*** PASSAGE TO READ
BREAKING: OpenAI just drppped GPT-5.4
The new frontier model uses 47% fewer tokens and features 1M-token context for complex agent workflows.
OpenAI has officially unveiled GPT-5.4, its latest frontier model engineered specifically for high-level reasoning, coding proficiency, and scalable agent-style automation. The announcement signals a strategic pivot beyond conversational AI, targeting the burgeoning market for autonomous AI agents capable of performing complex, multi-step digital tasks. The model's standout achievement is scoring 75% on the OSWorld-Verified benchmark for computer-use tasks, which involves executing actions in a simulated OS environment—a result that notably exceeds the established human baseline of 72.4%. This performance, coupled with an 82.7% score on the BrowseComp test for web-based reasoning, positions GPT-5.4 as a formidable tool for automating intricate workflows that require understanding and interacting with software and online information.
******
**WHAT TO WORK ON:**
Continue the article on the GPT-5.4 release after its last sentence. The lines have nothing to do with the article on the GPT-5.4 release.
*** DATASET CONTENT
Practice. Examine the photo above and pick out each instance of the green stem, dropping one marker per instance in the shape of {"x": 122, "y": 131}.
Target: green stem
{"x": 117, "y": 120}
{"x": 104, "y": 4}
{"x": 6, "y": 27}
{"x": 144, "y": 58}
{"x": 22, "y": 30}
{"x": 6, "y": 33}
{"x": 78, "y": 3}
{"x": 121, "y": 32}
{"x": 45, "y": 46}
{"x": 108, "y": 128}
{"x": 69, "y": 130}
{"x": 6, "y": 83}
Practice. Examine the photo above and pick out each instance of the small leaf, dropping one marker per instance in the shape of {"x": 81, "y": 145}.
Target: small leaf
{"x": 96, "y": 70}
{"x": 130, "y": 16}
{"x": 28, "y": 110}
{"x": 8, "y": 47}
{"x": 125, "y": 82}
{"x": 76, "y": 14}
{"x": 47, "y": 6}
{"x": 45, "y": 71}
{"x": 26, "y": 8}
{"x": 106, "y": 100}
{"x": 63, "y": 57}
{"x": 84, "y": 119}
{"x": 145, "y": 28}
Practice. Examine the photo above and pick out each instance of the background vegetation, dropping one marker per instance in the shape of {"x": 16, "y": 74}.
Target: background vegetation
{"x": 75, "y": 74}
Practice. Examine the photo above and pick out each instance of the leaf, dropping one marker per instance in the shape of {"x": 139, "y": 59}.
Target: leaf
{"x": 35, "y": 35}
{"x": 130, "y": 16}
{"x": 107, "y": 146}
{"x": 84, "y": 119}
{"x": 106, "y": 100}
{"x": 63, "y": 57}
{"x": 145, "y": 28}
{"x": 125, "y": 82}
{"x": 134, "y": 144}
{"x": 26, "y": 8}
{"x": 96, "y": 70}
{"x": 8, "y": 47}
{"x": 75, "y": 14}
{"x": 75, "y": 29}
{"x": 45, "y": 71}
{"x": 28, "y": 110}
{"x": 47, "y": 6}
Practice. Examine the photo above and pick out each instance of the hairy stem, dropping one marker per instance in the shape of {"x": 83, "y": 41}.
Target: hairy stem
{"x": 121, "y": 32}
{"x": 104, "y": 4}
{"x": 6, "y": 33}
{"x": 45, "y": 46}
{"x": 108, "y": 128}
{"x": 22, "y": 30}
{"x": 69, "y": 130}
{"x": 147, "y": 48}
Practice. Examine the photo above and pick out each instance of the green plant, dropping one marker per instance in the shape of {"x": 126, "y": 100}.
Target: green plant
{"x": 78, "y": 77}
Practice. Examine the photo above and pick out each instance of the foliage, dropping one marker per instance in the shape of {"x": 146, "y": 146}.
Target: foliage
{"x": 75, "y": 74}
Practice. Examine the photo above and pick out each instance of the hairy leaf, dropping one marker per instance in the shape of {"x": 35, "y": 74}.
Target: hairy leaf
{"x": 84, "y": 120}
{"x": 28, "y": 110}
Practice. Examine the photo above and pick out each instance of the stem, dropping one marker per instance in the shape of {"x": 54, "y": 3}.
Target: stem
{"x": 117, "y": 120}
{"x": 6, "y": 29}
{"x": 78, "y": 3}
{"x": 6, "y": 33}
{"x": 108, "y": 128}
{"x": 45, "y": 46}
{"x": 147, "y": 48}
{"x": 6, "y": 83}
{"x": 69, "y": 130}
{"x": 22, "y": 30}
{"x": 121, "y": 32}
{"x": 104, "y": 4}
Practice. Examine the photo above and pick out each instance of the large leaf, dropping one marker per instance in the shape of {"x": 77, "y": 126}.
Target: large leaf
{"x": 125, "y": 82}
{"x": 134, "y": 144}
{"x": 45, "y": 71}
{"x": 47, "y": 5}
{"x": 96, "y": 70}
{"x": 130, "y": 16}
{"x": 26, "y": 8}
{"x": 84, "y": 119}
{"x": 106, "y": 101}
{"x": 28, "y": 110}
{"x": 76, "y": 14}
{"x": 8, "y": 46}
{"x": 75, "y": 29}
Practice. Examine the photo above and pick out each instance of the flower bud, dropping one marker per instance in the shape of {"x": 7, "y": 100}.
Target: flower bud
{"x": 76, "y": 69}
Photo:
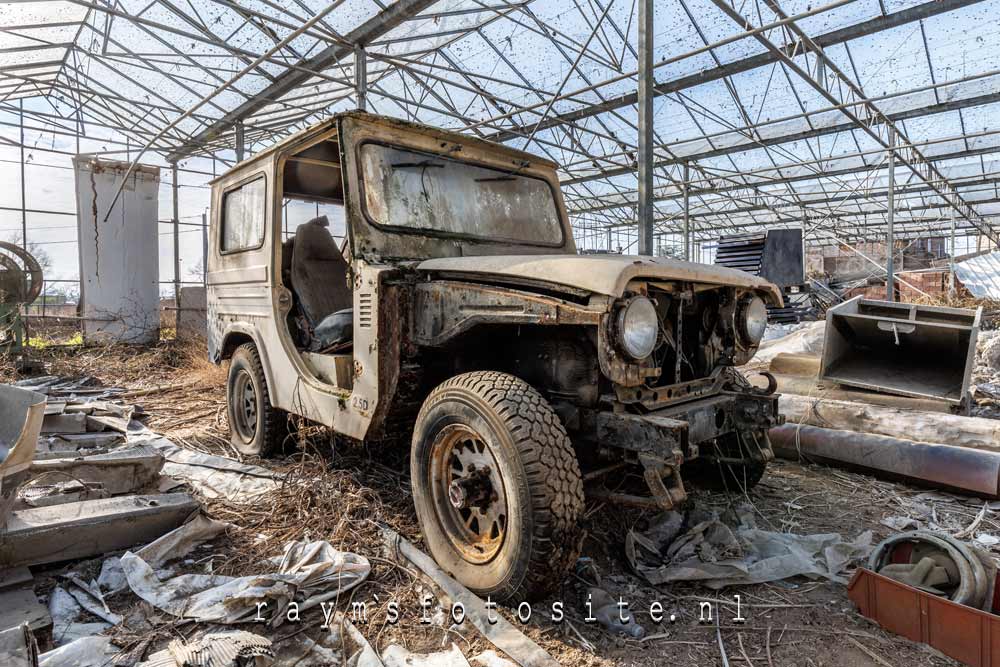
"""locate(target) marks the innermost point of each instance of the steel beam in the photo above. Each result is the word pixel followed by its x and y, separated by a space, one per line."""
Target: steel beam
pixel 360 77
pixel 645 155
pixel 830 82
pixel 890 242
pixel 370 30
pixel 910 15
pixel 809 132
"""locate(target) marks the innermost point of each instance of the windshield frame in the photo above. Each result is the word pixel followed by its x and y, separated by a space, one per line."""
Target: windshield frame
pixel 463 236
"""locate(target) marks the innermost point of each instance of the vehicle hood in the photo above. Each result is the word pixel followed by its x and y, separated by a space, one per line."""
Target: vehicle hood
pixel 600 274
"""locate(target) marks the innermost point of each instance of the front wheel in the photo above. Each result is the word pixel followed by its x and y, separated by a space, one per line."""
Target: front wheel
pixel 497 486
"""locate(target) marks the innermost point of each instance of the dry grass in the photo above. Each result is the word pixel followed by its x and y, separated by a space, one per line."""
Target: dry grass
pixel 341 491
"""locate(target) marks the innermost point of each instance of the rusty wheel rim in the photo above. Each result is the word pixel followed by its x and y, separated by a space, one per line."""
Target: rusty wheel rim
pixel 468 493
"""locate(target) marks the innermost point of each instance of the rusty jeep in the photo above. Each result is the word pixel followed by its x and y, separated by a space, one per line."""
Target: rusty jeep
pixel 397 282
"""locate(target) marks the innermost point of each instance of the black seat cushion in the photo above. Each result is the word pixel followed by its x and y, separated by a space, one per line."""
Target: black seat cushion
pixel 336 330
pixel 319 271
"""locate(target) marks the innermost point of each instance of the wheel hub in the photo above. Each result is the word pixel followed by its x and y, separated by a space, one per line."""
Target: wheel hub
pixel 245 406
pixel 473 490
pixel 468 493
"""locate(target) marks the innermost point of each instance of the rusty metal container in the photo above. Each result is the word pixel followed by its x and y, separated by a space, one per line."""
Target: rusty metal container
pixel 901 348
pixel 968 635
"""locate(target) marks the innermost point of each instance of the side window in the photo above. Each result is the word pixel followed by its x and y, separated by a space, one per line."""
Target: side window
pixel 243 212
pixel 298 211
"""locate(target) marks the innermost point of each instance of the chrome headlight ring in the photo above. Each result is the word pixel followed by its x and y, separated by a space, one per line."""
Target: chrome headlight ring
pixel 637 328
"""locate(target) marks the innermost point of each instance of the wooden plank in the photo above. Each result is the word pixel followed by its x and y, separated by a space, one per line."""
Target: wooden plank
pixel 64 424
pixel 90 527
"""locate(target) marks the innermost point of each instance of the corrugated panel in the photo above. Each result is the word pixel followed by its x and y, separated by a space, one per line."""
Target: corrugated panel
pixel 981 275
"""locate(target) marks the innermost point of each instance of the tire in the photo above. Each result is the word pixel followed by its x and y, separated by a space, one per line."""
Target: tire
pixel 725 477
pixel 256 428
pixel 524 485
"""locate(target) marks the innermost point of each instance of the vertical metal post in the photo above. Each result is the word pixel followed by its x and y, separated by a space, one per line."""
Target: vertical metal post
pixel 645 210
pixel 24 201
pixel 204 249
pixel 240 141
pixel 687 213
pixel 360 78
pixel 890 250
pixel 177 247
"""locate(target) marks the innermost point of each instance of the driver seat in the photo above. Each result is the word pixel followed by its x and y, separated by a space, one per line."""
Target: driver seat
pixel 319 275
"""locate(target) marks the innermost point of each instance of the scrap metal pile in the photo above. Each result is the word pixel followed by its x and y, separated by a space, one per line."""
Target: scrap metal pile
pixel 87 485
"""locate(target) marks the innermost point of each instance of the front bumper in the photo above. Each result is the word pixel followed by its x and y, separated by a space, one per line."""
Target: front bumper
pixel 684 427
pixel 662 440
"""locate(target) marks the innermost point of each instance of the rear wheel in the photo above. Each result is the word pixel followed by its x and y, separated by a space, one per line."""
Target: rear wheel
pixel 256 427
pixel 497 486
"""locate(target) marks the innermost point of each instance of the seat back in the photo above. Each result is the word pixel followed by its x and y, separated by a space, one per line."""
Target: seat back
pixel 319 271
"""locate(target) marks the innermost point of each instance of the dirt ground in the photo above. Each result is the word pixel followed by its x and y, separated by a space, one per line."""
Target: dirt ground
pixel 340 491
******
**RESULT OF THE EXERCISE:**
Technically, GPT-5.4 introduces several critical upgrades for professional deployment, including a massive 1M-token context window for processing extensive documents and codebases, and a claimed 47% reduction in token usage for significant efficiency gains. A key feature is enhanced steerability, allowing users to interrupt and dynamically adjust the model's responses mid-generation, which is crucial for refining agent behavior in real-time. These advancements collectively lower the operational cost and increase the reliability of deploying AI agents for tasks like data analysis, software testing, and automated research. The release underscores OpenAI's focus on capturing the enterprise automation space, where robust, reasoning-capable models can transform knowledge work and operational efficiency.
- Scores 75% on OSWorld computer-use benchmark, surpassing the 72.4% human baseline for the first time
- Features a 1M-token context window and uses 47% fewer tokens for improved cost-efficiency
- Engineered for agent workflows with enhanced steerability, allowing real-time interruption and adjustment of tasks
Why It Matters
Enables more reliable and cost-effective AI agents for automating complex software and web-based tasks, transforming enterprise workflows.